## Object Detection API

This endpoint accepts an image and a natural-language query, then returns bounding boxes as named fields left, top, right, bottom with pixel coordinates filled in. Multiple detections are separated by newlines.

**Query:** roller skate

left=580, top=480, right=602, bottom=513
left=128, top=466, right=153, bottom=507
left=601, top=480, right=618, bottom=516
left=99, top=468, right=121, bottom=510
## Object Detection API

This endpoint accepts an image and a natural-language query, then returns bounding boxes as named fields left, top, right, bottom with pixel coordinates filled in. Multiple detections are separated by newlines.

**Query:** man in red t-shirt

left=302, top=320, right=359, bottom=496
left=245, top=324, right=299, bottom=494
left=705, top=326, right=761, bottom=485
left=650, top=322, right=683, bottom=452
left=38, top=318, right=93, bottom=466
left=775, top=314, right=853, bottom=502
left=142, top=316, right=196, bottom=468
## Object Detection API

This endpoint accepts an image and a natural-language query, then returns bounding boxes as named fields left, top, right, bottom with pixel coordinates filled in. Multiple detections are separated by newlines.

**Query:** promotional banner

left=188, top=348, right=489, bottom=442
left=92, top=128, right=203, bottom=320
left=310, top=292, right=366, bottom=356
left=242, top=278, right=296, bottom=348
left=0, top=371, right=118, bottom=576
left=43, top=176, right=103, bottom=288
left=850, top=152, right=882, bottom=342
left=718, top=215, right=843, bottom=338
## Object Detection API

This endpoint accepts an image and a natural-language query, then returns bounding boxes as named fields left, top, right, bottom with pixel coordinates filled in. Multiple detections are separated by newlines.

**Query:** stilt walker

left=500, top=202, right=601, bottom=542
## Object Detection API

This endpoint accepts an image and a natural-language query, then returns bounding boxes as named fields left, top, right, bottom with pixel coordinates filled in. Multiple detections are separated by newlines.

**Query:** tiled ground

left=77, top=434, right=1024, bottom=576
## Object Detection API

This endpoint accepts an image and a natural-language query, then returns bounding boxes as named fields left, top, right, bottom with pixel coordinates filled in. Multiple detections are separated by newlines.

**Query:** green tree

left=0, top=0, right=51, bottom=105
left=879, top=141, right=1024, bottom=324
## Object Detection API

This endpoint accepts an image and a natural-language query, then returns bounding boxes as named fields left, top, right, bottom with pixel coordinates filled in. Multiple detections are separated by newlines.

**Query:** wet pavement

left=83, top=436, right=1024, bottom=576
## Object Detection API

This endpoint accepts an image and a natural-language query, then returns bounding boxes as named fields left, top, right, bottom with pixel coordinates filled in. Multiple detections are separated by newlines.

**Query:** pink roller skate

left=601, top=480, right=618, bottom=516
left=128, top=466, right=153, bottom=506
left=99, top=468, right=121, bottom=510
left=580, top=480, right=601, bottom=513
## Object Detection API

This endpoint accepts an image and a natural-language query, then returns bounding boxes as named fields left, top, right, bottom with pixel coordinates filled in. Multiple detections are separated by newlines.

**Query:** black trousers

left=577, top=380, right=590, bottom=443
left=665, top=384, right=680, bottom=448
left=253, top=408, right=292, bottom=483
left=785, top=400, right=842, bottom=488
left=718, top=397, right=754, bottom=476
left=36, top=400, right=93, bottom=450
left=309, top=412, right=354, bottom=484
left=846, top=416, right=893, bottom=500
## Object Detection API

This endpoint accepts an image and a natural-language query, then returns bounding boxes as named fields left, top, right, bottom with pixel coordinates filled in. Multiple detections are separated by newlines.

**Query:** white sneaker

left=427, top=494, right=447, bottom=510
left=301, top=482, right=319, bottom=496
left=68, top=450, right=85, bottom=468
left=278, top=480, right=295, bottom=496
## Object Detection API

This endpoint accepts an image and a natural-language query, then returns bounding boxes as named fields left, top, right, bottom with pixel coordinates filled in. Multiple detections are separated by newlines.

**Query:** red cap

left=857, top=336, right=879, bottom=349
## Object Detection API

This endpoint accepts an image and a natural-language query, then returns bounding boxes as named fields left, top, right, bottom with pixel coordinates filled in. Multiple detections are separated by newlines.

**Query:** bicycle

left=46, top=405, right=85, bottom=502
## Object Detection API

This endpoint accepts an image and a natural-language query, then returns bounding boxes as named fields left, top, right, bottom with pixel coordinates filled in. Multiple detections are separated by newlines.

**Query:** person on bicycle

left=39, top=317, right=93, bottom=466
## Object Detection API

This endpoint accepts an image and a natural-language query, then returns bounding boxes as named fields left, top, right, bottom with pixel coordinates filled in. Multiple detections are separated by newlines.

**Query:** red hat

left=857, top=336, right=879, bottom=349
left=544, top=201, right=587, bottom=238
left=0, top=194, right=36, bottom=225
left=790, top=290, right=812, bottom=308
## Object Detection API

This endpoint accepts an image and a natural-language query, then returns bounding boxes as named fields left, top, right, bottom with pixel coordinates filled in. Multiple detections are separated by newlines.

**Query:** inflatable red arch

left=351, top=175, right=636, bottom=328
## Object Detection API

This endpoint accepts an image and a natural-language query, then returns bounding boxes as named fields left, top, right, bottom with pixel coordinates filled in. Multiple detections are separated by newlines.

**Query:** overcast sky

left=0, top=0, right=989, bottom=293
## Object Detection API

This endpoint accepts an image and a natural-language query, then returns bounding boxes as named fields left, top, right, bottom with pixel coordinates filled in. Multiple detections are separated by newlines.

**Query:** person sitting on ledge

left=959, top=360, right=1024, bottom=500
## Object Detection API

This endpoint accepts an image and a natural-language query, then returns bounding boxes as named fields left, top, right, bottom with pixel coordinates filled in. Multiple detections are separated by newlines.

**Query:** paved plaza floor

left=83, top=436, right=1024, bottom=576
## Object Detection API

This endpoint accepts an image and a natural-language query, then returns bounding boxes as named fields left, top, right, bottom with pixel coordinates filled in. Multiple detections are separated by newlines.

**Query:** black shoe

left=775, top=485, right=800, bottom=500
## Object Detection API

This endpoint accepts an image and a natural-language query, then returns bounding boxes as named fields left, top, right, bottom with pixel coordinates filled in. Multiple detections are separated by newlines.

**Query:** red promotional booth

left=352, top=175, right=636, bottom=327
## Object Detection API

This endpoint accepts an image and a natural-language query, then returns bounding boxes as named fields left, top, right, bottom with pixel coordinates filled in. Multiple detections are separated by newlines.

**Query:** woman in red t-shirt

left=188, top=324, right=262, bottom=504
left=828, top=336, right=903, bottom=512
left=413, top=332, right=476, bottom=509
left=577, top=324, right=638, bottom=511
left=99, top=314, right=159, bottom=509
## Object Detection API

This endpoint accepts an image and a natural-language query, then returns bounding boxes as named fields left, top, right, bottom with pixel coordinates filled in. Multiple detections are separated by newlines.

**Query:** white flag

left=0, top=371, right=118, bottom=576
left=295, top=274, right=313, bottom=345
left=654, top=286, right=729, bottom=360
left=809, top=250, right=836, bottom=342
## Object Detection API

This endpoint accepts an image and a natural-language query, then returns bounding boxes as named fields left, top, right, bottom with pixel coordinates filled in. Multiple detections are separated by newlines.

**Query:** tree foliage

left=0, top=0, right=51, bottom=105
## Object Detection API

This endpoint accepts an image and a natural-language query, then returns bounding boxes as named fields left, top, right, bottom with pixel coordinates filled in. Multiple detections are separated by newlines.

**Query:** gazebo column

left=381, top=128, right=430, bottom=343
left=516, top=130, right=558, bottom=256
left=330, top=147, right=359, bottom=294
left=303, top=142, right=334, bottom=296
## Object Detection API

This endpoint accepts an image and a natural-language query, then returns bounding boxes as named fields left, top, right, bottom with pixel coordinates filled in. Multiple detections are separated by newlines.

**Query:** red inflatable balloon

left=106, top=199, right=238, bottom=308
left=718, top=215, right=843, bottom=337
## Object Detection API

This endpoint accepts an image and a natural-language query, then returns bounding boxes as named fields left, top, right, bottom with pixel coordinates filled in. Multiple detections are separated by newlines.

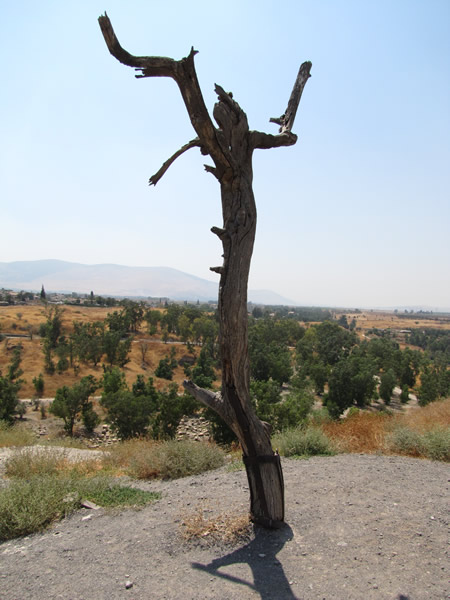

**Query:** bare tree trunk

left=99, top=15, right=311, bottom=527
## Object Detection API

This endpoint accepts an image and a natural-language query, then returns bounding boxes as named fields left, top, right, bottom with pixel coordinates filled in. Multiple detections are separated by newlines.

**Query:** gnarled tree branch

left=270, top=61, right=312, bottom=133
left=148, top=138, right=201, bottom=185
left=98, top=13, right=230, bottom=177
left=183, top=379, right=227, bottom=419
left=98, top=13, right=177, bottom=77
left=250, top=131, right=297, bottom=150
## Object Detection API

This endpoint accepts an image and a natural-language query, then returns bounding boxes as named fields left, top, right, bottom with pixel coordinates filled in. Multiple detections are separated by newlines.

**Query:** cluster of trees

left=408, top=328, right=450, bottom=364
left=0, top=344, right=25, bottom=423
left=46, top=367, right=198, bottom=440
left=0, top=301, right=450, bottom=441
left=39, top=303, right=137, bottom=375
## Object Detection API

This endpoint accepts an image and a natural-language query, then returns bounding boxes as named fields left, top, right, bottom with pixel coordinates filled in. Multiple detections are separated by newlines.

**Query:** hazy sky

left=0, top=0, right=450, bottom=307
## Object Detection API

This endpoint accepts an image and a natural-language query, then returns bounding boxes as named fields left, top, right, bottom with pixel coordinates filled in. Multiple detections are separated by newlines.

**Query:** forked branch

left=183, top=379, right=226, bottom=419
left=98, top=13, right=177, bottom=77
left=270, top=61, right=312, bottom=133
left=148, top=138, right=201, bottom=185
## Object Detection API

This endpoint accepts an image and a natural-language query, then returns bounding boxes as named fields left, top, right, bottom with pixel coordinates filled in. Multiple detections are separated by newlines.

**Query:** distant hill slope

left=0, top=260, right=296, bottom=305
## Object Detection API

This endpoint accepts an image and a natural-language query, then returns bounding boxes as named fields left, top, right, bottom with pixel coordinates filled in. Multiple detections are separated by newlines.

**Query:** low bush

left=272, top=427, right=335, bottom=456
left=5, top=446, right=101, bottom=479
left=0, top=475, right=160, bottom=541
left=321, top=409, right=392, bottom=452
left=388, top=427, right=450, bottom=462
left=105, top=440, right=225, bottom=479
left=0, top=421, right=36, bottom=447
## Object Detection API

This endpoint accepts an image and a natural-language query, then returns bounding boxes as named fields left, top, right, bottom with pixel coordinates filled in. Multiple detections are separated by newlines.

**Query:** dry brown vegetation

left=0, top=305, right=193, bottom=398
left=342, top=310, right=450, bottom=333
left=180, top=504, right=251, bottom=544
left=321, top=398, right=450, bottom=453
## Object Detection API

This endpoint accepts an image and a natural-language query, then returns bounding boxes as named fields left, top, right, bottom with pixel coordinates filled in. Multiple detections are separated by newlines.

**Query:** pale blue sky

left=0, top=0, right=450, bottom=307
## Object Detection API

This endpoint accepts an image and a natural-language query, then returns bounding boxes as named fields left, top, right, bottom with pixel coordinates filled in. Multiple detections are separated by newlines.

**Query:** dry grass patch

left=0, top=421, right=36, bottom=448
left=103, top=439, right=225, bottom=479
left=321, top=398, right=450, bottom=460
left=5, top=446, right=102, bottom=479
left=0, top=305, right=192, bottom=398
left=401, top=398, right=450, bottom=432
left=321, top=411, right=393, bottom=453
left=180, top=505, right=253, bottom=545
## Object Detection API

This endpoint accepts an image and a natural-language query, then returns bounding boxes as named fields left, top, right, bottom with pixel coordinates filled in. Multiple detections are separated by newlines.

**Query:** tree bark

left=99, top=14, right=311, bottom=527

### Written request
Reproduce the material exactly, everything from its first line down to the line that contains "left=718, top=215, right=843, bottom=338", with both ends included.

### Exercise result
## Object Detection API

This endpoint accepts an image and a natural-language query, then returns bounding boxes as named fields left, top, right, bottom with pixel coordinates filled in. Multiple detections are separated by newlines.

**Query:** roller skate

left=580, top=480, right=602, bottom=513
left=128, top=466, right=153, bottom=507
left=601, top=480, right=618, bottom=516
left=99, top=468, right=121, bottom=510
## Object Detection API

This endpoint accepts an image and a natural-language query, then returns bounding boxes as named fields left, top, right, bottom with pixel coordinates filled in. Multiple detections are separated by newlines.

**Query:** man in red t-shirt

left=302, top=320, right=359, bottom=496
left=245, top=324, right=299, bottom=494
left=705, top=326, right=761, bottom=485
left=650, top=322, right=683, bottom=452
left=38, top=318, right=93, bottom=466
left=775, top=314, right=853, bottom=502
left=142, top=316, right=196, bottom=468
## Object Detection API

This endpoint accepts an image and a natural-language query, then returns bounding boxes as named fields left, top, right, bottom with pixel coordinates filled in. Multiple detections are separated by newlines.

**Query:** promotional banner

left=188, top=348, right=489, bottom=442
left=92, top=128, right=203, bottom=320
left=310, top=292, right=366, bottom=356
left=242, top=278, right=296, bottom=348
left=0, top=371, right=118, bottom=576
left=43, top=176, right=103, bottom=288
left=850, top=152, right=882, bottom=342
left=718, top=215, right=843, bottom=338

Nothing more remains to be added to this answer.